→ **Exercises to complete**:
• 1. Using the sermon excerpt on opportunity below, decide whether each statement agrees with it: (a) Levi Strauss first arrived with canvas to sell for tents and wagon covers; (b) the word "opportunity" comes from a Greek phrase; (c) the Erma Bombeck quotation is given unchanged. Answer yes or no for each and quote the deciding words.
• 2. In the sermon excerpt on opportunity below, why did the miner tell Strauss he should have brought pants? Answer in one to three sentences.
• 3. Extend the sermon excerpt on opportunity below, picking up after its last sentence.

→ **Page excerpt**:

## BEGIN

14-04-24 - THRIVING IN A WORLD THAT DOESN'T - 1 Peter 1:1-2

Updated: Apr 16



Like many during the California gold rush, Levi Strauss, whose name many of you sit on, had high hopes of achieving his fortune in the, ‘there’s gold in them thar hills’ stampede. But the entrepreneur in him also had a strategic plan for paying the bills until his gold extravaganza came in.

He arrived with a load of heavy canvas to sell for tent and wagon covers but as soon as he opened the door for business, his 1st customer, an unimpressed miner, said, You should’ve brought pants

Strauss had no idea what he meant, so the man explained, “There ain't any pants strong enough for the conditions of mining.” Days later, Levi Strauss struck his ‘goldmine’ with his ‘miner’s pants’.  

Opportunity presented.  Opportunity taken.  And the rest is blue jeans history.  

The word ‘opportunity’ is taken from a Latin phrase, “ob portu” – (into port), that describes the critical time when a ship could ride the tide into harbour.  Catch the tide and all was well.  Miss it and the boat was stranded at sea or stuck in the ocean floor.  Opportunity missed. 

I’m not sure about you but I find people like Levi Strauss attractive – those who recognize opportunity and then step out and hang on for the ride.  Unfortunately, most of us tend to watch rather than grab on; we hope rather than pursue.  Instead of ‘opportunity taken’, it is more like ‘opportunity missed’.  Walter Chrysler summed us up well, “The reason so many people never get anywhere in life is because, when opportunity knocks, they are out in the backyard looking for four-leaf clovers.”

Sadly, this is often true of our Christian experience.  We want our Christian life to be more dynamic.  We wish for our faith to be more courageous.  We hope that joy will regularly characterize our lives, but with apologies for an adjustment made to what humorist Erma Bombeck said, “Wants and wishes are like rocking chairs – they give you something to do but they don’t get you anywhere.”

We may feel good as we rock back and forth, but we remain unchanged and unmoved.

## END

→ **Dataset rows**:

## BEGIN

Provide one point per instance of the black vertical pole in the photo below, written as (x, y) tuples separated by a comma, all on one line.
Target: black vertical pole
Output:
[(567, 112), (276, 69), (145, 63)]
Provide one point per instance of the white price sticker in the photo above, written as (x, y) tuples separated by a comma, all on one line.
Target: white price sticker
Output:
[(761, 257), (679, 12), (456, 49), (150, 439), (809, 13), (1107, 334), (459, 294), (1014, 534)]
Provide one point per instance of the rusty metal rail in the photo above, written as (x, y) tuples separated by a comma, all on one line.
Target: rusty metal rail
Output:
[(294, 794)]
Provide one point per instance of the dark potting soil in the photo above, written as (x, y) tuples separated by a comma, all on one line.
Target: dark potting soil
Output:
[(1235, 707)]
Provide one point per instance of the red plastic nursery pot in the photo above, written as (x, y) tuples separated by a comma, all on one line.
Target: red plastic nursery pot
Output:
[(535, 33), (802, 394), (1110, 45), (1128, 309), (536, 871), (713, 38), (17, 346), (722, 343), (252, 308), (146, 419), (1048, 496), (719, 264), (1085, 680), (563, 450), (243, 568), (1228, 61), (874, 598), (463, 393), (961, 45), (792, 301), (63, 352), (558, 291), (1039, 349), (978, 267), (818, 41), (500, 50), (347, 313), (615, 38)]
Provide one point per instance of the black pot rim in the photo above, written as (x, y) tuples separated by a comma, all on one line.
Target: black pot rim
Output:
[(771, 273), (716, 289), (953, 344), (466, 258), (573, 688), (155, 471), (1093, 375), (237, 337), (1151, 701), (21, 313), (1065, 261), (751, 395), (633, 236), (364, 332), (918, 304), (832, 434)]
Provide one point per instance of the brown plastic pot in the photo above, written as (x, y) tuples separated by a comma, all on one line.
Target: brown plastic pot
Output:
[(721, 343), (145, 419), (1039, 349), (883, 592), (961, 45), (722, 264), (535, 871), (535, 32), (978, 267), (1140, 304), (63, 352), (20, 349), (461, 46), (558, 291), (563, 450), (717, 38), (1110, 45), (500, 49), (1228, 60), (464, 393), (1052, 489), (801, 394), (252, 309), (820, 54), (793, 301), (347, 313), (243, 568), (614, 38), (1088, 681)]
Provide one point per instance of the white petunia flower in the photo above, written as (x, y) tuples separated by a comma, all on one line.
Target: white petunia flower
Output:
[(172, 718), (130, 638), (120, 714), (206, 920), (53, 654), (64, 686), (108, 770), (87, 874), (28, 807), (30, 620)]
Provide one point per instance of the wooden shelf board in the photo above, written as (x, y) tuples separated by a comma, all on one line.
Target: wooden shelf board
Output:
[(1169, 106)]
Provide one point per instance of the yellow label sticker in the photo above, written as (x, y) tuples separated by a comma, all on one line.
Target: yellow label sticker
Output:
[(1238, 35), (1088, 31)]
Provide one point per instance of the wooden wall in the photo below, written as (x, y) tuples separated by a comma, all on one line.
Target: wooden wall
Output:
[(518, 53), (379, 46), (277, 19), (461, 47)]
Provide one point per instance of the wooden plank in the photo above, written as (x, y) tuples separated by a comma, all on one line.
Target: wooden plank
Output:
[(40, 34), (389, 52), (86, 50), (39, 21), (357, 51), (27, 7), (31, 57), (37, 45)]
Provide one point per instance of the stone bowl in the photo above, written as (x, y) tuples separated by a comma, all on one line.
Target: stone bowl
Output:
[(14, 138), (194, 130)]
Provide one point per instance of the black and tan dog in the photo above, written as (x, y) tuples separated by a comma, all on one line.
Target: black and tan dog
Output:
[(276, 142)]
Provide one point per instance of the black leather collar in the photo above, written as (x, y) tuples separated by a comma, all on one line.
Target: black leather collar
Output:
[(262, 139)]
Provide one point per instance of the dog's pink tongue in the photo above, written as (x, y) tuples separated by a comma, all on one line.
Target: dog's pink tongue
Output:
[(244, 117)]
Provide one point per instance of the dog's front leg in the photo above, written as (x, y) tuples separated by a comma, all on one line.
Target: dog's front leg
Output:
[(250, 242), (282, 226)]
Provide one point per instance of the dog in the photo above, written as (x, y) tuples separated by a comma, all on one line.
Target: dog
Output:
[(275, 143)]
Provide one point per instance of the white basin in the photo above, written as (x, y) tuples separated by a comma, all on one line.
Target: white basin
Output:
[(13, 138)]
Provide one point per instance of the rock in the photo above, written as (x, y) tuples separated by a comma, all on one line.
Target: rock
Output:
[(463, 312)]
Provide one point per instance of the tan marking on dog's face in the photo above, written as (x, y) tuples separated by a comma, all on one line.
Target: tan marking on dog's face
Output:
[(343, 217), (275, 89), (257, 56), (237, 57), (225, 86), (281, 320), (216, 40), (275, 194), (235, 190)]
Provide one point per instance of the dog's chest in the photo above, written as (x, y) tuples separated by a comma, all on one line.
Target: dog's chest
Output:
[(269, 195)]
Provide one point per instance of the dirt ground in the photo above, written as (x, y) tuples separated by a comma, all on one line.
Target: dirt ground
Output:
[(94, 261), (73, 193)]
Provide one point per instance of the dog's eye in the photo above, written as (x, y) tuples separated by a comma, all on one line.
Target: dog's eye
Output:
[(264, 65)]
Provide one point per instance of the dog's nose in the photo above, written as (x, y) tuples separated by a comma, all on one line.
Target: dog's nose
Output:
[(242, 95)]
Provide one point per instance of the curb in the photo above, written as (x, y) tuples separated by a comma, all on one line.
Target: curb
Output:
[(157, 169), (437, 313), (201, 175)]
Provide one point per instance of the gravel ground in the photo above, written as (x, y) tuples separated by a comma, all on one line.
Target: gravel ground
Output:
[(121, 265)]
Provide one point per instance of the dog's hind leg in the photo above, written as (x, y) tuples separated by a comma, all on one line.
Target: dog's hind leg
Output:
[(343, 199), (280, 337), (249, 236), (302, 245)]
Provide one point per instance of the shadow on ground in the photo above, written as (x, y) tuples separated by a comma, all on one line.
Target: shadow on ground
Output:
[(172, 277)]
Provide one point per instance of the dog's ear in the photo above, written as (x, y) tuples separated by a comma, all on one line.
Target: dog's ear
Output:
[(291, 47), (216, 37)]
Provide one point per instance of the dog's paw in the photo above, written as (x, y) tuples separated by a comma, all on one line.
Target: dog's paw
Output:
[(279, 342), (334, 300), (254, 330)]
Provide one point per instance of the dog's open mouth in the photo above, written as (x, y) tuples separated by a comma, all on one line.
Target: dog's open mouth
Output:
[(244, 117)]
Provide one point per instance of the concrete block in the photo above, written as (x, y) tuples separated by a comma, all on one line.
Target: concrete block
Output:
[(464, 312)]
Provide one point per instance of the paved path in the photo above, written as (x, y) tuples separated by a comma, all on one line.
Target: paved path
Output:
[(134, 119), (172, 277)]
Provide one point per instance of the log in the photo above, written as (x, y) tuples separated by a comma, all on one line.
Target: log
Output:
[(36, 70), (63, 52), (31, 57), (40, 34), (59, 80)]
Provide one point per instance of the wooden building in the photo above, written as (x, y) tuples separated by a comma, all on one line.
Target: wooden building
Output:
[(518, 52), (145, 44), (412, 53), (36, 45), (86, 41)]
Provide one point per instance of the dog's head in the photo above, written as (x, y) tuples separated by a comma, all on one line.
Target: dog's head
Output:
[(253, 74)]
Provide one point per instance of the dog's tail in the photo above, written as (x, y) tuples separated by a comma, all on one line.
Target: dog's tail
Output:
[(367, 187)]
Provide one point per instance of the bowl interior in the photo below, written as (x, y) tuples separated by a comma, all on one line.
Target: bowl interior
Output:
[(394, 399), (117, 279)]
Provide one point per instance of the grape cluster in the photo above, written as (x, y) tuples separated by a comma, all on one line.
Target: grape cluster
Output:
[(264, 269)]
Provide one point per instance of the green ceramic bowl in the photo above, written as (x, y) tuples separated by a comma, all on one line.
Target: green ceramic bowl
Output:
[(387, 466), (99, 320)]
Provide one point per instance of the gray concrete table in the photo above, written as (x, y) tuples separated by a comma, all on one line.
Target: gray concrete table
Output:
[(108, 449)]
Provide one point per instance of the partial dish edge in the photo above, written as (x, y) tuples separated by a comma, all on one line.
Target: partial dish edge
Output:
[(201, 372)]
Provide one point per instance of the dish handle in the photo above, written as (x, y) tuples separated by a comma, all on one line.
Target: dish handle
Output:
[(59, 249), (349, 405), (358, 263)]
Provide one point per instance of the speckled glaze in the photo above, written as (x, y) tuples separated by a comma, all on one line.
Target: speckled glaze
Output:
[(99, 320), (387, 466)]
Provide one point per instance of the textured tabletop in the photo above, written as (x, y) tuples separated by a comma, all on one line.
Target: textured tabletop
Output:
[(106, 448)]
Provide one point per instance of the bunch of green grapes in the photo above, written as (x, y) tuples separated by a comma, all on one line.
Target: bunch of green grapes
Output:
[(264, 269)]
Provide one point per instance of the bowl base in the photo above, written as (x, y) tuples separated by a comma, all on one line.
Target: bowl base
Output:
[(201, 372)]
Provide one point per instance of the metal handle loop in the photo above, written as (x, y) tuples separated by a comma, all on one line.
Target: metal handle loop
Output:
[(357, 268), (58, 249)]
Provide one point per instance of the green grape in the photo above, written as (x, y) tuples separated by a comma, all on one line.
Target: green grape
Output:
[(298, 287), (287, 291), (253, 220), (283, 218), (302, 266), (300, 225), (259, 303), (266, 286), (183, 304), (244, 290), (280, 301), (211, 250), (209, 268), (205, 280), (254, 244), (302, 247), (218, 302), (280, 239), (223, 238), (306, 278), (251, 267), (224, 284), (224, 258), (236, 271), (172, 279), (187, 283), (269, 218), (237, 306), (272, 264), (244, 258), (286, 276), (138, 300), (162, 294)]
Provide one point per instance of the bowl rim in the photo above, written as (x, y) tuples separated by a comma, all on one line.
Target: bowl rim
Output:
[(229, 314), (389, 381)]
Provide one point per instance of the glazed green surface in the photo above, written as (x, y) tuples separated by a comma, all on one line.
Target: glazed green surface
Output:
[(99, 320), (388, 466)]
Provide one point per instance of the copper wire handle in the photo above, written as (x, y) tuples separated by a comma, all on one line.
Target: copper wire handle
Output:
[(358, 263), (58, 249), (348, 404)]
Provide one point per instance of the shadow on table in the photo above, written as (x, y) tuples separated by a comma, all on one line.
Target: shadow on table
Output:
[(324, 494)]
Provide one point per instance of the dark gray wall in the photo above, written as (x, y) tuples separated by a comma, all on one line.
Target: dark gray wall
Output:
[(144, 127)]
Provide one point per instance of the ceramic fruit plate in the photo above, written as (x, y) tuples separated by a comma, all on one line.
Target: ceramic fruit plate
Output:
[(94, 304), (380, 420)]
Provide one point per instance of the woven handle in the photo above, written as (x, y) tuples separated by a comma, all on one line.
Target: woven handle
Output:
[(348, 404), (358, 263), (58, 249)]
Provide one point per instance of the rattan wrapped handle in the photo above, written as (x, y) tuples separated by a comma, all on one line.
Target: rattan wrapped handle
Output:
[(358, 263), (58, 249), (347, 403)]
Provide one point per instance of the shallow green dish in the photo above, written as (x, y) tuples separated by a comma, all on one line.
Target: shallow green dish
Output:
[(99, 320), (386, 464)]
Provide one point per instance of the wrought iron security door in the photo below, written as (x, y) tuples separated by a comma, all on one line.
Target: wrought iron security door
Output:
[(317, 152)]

## END

→ **Task results**:
• 1.
(a) Yes: "He arrived with a load of heavy canvas to sell for tent and wagon covers"
(b) No: "The word ‘opportunity’ is taken from a Latin phrase"
(c) No: "with apologies for an adjustment made to what humorist Erma Bombeck said"

• 2. The miner said Strauss should have brought pants because there were no pants strong enough for the conditions of mining.

• 3.
But what if the Holy Spirit were to breathe into us fire-filled faith that is passionately attractive and   boldly courageous?  What if our rocking chair wishes were cast aside as we step into God breathed opportunities to embrace faith that is transformationally new?   Heh, sounds good and I’m in! 

BUT there’s a catch, and that is that transformation often comes not with ease but with struggle. 

Now there’s something that goes against Western Christianity’s, ‘healthy, wealthy and wise’ teaching -where commitment to following God is only as deep as the degree God adds to my life.  That IF business successful IF opportunity opens or IF my kids are good then, ‘God, I’m all in’. 

But this conditional approach to faith causes us to leave church little different than when we came, living defeated and unchanged.  Because a faith that is ‘just enough Jesus’ may save us, but it isn’t ‘enough Jesus’ to change us. And change us is what God wants to do in your life and mine, to make us like Him. His power not limited by what He can do, but limited by what we believe He will do.

The result is that when life gets hard and situations come with the power to shipwreck, we have little to hold us.  But God’s intent for us is to encounter Jesus – to discover who He is so we can better know who we are so He can live out His strength in us and work His purposes through us.

It’s with this consideration that I want to enter into the Scriptures we will be considering over the coming months in 1 Peter.  Because what Peter lays out before us is anything but rocking chair wants and wishes rather it is a call to a faith that is lived out in times of difficulty and opposition.  In times, little different than the one we are now in.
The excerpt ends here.